• Entries for pointing and labeling:
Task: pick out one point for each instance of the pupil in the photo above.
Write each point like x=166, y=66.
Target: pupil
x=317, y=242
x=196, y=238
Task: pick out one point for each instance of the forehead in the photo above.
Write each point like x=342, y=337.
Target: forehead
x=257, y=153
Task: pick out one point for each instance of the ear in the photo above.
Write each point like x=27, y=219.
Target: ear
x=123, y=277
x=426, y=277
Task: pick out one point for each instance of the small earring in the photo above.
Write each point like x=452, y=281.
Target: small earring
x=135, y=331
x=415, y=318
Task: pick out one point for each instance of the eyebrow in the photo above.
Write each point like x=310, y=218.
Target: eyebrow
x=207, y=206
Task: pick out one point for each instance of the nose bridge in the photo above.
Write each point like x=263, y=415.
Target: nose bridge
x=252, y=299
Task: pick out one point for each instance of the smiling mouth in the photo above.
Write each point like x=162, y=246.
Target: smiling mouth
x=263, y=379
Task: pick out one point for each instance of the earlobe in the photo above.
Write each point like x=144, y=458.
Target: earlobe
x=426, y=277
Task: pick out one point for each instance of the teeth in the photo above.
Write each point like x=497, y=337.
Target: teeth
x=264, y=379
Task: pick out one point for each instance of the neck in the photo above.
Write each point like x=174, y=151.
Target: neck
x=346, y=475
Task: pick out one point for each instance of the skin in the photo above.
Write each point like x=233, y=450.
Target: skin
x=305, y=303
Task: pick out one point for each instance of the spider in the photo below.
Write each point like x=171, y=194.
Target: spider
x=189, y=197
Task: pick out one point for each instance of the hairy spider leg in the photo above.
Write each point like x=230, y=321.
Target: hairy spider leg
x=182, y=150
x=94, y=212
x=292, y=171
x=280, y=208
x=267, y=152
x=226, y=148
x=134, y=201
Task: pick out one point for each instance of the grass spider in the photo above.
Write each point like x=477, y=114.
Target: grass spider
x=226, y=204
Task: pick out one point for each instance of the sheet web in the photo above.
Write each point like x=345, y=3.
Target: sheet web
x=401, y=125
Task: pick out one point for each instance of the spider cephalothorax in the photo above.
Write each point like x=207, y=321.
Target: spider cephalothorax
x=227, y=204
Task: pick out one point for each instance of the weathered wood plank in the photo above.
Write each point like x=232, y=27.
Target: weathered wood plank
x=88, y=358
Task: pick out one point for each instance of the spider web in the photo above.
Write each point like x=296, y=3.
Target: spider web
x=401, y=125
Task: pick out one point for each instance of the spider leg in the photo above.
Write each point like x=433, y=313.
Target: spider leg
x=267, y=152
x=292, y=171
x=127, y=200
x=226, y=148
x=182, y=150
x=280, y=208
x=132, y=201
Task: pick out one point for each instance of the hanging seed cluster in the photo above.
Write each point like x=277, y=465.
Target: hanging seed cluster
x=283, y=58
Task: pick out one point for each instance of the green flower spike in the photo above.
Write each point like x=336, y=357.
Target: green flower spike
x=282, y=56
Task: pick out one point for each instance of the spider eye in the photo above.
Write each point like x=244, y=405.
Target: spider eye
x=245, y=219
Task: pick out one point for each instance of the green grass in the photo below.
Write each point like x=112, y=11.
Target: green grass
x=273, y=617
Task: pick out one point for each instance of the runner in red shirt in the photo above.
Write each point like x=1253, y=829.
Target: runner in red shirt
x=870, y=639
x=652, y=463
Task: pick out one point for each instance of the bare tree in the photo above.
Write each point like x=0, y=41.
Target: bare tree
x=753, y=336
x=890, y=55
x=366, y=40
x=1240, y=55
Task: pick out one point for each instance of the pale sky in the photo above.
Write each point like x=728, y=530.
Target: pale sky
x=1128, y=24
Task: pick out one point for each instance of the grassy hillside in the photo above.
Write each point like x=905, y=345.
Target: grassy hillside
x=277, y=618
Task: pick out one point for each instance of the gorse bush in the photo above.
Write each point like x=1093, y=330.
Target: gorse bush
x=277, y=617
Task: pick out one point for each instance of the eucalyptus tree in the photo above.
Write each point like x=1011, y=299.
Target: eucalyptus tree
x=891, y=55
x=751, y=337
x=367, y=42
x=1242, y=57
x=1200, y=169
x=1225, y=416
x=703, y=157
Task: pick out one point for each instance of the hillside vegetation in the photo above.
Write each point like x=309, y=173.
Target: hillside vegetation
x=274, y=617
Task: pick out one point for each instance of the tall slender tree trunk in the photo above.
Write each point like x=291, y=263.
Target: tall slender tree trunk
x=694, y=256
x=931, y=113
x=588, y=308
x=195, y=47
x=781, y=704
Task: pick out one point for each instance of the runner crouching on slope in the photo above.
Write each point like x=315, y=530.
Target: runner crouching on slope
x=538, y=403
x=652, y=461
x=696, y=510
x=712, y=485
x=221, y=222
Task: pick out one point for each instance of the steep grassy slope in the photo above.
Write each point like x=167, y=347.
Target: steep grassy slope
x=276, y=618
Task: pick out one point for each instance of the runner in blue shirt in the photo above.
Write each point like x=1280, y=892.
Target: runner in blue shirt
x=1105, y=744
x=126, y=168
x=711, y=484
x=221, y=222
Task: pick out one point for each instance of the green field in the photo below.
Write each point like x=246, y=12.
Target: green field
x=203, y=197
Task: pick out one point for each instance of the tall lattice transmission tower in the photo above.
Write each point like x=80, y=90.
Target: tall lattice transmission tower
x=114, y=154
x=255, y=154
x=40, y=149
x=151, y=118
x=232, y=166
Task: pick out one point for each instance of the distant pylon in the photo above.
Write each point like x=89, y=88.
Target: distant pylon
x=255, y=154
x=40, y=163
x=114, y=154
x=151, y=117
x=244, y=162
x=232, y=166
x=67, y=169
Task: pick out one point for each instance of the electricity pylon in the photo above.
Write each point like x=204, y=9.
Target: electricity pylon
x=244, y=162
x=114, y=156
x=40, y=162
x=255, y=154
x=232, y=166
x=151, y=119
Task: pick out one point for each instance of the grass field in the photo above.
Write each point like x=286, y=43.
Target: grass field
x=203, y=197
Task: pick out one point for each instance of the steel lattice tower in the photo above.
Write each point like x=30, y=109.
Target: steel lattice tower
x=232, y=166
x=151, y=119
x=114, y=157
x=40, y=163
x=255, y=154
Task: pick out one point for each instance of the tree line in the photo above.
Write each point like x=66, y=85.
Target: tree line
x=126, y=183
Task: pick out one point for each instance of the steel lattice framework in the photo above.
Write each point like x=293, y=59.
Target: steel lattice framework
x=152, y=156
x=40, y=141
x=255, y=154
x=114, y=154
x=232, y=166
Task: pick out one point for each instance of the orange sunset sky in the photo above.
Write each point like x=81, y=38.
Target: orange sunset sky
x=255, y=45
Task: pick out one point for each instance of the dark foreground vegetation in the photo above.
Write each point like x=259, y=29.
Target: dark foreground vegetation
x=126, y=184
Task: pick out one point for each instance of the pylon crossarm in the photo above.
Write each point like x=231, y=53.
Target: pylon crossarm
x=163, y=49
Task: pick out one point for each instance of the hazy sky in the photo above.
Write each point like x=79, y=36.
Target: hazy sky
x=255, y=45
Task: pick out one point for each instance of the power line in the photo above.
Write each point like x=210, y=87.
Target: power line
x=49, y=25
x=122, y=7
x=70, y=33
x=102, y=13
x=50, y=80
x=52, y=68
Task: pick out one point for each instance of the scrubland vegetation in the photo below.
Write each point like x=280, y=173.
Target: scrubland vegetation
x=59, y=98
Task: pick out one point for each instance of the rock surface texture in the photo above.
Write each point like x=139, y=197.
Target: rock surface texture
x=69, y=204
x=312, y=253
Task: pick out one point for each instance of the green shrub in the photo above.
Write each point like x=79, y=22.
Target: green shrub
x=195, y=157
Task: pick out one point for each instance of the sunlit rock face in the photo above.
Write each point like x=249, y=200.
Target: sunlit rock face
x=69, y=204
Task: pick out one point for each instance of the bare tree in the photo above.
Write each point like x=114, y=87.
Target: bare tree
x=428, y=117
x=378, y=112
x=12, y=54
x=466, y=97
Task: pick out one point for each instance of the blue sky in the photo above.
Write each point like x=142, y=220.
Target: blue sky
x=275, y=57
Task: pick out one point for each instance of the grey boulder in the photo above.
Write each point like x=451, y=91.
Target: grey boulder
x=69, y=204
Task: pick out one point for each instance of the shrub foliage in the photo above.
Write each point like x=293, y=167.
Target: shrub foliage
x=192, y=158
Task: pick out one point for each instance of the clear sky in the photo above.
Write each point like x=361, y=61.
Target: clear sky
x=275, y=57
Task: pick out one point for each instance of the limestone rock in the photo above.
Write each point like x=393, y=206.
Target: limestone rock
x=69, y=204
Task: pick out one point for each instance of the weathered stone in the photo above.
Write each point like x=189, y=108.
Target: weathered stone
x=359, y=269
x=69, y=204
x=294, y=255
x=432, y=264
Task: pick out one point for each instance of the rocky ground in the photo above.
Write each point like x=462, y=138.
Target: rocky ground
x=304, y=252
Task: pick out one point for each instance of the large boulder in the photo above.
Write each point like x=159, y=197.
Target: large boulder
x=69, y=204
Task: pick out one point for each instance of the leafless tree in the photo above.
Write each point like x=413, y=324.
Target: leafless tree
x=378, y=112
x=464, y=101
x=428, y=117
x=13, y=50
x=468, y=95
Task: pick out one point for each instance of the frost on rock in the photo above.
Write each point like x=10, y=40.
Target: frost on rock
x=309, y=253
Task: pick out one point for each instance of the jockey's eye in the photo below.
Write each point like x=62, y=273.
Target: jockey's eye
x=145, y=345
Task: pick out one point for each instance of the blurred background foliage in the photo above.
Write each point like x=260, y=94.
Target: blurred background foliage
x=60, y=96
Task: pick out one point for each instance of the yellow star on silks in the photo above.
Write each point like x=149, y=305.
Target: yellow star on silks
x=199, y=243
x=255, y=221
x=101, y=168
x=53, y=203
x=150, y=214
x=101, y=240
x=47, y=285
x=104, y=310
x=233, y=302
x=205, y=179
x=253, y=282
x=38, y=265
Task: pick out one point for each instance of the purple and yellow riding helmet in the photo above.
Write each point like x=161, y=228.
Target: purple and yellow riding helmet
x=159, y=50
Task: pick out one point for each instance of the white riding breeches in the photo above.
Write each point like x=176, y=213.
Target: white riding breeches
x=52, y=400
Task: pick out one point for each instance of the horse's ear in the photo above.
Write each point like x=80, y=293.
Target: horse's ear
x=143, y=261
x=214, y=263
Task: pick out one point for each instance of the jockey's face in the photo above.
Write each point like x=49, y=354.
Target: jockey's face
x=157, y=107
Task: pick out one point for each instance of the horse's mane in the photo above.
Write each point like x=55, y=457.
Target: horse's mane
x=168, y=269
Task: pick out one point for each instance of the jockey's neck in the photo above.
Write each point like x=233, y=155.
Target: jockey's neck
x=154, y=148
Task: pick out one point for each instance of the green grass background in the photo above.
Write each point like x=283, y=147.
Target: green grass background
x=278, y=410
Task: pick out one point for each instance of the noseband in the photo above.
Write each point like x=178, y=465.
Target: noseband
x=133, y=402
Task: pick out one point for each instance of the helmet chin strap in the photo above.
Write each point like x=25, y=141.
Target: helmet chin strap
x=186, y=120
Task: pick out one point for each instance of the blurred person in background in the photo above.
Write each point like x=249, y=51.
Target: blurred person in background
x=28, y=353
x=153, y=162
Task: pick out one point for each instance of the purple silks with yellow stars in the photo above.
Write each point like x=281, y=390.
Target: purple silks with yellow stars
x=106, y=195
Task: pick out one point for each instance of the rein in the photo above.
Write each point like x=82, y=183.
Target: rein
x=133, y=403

• GIVEN REQUEST:
From the listing above, extract the lines starting at the one containing "cephalothorax in the photo above." and ending at the one containing "x=283, y=58", both included. Reproduce them verbatim.

• FULL ANSWER:
Task: pick out one point for each instance of the spider cephalothorax in the photo above.
Write each point like x=207, y=321.
Target: spider cephalothorax
x=227, y=204
Task: pick out one point for each instance of the weathered wood plank in the photo above.
Write each point like x=232, y=27.
Target: weathered wood plank
x=88, y=358
Task: pick out one point for each instance of the spider web in the photo above.
Write each point like x=296, y=3.
Target: spider web
x=401, y=125
Task: pick out one point for each instance of the spider leg in the photo above.
Write each point like x=433, y=313.
Target: spider leg
x=267, y=152
x=292, y=171
x=127, y=200
x=226, y=148
x=182, y=150
x=280, y=208
x=132, y=201
Task: pick out one point for each instance of the hanging seed cluster in the photo above.
Write each point like x=277, y=465.
Target: hanging seed cluster
x=283, y=58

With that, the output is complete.